__Work to be completed__.
Return every line of the material below that contains the string "shelf". Case counts.

__Extracted information__.
━━━━━━━━━━

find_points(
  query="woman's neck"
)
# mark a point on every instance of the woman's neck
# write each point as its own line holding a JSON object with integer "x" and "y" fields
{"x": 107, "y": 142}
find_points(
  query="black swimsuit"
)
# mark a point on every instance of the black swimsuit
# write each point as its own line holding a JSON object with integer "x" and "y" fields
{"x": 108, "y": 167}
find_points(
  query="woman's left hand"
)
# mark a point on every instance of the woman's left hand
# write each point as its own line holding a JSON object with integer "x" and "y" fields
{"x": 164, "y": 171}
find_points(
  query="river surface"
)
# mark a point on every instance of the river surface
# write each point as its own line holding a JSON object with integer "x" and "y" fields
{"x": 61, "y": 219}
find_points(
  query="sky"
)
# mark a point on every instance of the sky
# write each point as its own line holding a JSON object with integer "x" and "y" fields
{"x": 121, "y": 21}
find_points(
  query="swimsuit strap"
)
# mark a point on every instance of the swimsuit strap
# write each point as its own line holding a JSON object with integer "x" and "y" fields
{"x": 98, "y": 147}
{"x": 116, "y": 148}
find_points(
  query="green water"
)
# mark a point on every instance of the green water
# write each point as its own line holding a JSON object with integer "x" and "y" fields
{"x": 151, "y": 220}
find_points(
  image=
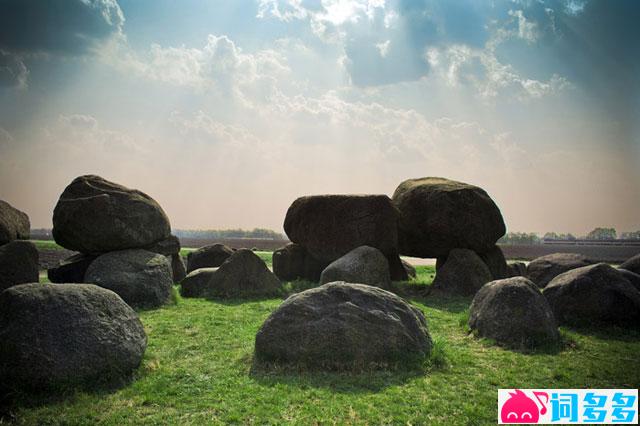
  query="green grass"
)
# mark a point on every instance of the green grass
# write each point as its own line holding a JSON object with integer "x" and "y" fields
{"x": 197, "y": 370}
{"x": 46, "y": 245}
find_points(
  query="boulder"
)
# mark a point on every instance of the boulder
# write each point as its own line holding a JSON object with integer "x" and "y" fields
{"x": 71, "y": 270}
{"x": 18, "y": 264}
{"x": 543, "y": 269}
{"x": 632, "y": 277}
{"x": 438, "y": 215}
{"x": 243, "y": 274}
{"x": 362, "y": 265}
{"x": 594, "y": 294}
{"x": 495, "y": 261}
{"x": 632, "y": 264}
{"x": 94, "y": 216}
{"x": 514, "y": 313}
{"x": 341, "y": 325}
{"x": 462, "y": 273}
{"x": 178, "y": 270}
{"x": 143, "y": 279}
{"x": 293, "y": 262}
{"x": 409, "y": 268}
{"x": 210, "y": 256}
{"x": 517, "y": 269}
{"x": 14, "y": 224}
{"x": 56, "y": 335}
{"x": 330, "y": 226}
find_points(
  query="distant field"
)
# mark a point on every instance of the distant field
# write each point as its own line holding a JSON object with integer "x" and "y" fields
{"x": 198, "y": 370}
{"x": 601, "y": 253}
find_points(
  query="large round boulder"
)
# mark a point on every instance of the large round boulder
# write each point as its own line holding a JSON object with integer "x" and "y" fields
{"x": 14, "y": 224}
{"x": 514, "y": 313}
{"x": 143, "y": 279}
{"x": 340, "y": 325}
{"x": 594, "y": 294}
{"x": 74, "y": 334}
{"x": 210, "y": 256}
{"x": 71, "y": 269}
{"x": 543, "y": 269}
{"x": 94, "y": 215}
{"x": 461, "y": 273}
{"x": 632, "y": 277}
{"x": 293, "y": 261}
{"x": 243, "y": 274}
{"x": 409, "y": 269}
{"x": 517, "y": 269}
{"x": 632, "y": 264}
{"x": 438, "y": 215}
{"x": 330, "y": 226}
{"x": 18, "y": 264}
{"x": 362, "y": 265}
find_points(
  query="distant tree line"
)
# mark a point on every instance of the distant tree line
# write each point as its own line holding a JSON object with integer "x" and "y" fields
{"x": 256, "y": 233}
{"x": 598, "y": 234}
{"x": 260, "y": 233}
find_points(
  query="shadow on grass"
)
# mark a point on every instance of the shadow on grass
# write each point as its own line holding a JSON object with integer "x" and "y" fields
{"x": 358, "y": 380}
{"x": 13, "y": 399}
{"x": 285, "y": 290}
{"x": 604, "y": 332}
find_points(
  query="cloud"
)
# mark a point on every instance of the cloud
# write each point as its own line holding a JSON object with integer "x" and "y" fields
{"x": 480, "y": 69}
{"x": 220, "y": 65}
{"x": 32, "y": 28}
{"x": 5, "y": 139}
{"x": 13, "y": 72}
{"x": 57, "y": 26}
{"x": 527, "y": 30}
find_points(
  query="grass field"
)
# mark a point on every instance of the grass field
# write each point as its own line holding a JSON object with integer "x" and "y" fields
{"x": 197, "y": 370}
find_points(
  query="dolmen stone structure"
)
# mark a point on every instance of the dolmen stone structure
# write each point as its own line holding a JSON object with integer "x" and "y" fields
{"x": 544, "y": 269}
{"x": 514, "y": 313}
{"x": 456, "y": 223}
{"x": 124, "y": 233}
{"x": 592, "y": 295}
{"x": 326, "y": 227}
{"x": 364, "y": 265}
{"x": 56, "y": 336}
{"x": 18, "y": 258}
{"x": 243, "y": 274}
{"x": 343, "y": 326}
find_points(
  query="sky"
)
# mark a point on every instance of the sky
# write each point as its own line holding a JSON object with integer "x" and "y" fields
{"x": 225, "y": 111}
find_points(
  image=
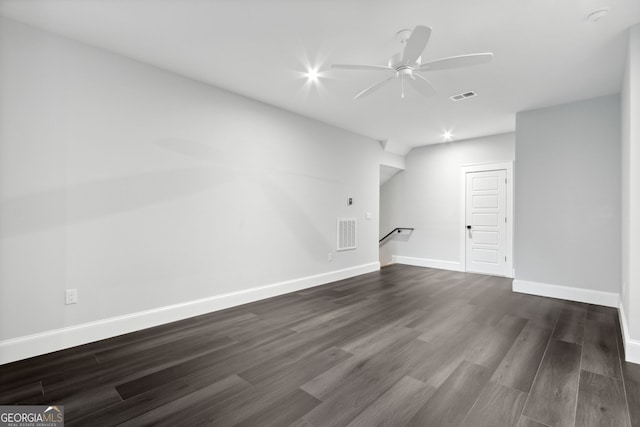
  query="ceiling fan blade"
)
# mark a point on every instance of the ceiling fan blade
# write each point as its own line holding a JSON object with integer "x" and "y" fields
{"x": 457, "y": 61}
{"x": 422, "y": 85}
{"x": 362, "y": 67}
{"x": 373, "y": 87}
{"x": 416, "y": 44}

━━━━━━━━━━

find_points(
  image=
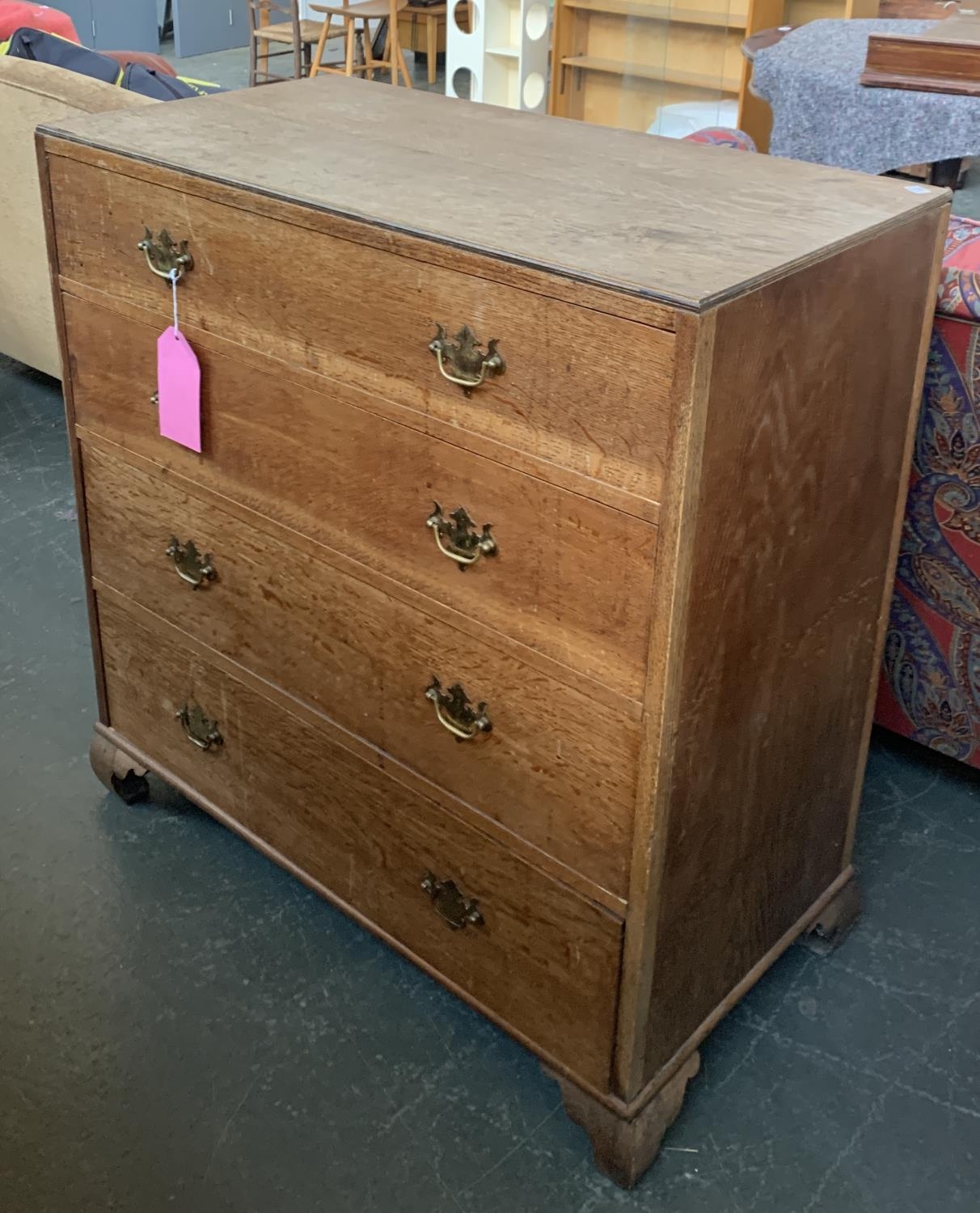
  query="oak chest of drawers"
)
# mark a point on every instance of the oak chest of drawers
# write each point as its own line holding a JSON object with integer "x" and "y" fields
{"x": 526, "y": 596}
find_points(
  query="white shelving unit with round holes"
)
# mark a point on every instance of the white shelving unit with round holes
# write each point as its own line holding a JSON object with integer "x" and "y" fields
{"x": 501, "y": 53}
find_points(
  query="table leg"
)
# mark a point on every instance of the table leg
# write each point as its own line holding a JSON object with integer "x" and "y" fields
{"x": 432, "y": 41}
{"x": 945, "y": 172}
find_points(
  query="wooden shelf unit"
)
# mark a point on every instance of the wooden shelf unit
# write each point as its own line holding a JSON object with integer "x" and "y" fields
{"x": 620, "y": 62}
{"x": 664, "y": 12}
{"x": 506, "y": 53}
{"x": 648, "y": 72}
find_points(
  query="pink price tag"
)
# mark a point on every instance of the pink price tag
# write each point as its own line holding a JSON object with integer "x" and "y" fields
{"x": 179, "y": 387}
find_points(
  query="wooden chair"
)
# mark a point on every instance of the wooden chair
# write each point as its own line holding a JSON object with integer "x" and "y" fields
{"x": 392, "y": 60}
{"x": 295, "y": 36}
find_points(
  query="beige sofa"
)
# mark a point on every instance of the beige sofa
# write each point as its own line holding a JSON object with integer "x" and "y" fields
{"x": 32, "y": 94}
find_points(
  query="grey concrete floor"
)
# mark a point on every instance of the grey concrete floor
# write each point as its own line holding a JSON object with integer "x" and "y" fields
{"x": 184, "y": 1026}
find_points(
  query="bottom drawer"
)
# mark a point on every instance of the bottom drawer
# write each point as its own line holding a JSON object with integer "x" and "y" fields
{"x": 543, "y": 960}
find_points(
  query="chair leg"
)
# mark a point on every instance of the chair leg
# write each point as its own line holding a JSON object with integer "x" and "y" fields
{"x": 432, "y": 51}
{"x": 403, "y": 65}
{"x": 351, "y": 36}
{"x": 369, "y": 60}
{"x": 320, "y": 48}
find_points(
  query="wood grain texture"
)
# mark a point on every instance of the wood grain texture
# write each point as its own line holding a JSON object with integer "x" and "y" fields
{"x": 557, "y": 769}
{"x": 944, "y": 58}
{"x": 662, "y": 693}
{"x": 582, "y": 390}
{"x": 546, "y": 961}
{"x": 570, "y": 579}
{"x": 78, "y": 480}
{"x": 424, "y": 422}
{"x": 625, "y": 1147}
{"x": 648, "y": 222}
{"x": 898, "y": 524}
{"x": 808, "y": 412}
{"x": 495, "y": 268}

━━━━━━━━━━

__Worked answer__.
  query="wooden shelf unit"
# mark a point on every instance of the wooden shelf unit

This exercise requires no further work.